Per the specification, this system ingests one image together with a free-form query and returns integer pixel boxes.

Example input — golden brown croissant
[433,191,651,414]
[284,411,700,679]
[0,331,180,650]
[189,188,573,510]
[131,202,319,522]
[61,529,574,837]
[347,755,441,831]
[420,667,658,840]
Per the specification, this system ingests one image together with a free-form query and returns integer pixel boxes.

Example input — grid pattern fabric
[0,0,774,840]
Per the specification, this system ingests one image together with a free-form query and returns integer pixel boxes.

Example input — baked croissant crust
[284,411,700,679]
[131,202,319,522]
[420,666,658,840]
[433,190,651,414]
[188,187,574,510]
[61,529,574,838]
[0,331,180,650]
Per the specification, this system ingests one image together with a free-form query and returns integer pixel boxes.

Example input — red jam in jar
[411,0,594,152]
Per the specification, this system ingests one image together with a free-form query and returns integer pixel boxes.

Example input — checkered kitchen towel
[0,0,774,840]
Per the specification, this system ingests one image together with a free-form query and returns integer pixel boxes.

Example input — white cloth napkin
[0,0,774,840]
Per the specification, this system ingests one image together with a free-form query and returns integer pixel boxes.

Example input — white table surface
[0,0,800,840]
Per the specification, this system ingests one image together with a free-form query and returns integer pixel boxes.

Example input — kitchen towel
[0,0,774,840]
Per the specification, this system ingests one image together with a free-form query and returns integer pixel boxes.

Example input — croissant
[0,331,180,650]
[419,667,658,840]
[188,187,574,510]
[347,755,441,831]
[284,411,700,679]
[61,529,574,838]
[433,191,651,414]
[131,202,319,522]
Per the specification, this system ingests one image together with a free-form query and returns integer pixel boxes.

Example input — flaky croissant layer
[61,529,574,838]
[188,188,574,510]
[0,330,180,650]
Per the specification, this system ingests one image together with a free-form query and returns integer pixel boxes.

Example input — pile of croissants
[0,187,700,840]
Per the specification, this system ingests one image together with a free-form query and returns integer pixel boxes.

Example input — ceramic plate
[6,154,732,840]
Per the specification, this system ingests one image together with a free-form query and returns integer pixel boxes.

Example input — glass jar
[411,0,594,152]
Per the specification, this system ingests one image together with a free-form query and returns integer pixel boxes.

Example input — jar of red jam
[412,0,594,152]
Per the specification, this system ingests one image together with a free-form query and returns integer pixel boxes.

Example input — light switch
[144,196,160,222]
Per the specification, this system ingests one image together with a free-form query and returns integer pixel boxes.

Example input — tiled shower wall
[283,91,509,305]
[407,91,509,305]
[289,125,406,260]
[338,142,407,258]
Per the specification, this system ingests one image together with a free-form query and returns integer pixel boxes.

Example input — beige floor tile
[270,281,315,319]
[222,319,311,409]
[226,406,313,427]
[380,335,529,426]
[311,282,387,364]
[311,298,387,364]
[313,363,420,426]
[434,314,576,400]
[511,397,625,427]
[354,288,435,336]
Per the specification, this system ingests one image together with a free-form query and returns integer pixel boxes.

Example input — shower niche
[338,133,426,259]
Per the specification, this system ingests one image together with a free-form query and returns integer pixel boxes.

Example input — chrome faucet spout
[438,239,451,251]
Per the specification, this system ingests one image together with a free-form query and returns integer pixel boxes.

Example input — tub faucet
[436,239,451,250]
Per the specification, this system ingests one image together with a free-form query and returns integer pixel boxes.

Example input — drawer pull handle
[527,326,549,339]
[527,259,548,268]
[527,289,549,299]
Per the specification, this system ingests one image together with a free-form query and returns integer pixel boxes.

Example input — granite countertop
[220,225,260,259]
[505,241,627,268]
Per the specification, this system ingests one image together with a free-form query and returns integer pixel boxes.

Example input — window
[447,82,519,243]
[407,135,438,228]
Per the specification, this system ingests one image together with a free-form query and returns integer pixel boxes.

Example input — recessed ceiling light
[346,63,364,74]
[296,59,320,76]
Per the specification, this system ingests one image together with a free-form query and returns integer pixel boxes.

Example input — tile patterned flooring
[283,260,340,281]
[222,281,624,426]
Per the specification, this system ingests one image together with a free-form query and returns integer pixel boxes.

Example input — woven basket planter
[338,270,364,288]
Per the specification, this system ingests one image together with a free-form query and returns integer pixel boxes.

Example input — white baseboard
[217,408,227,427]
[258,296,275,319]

[Written task] State how many lines in the records above contain the string "light", with case counting, and give only that number.

[Written solution] 2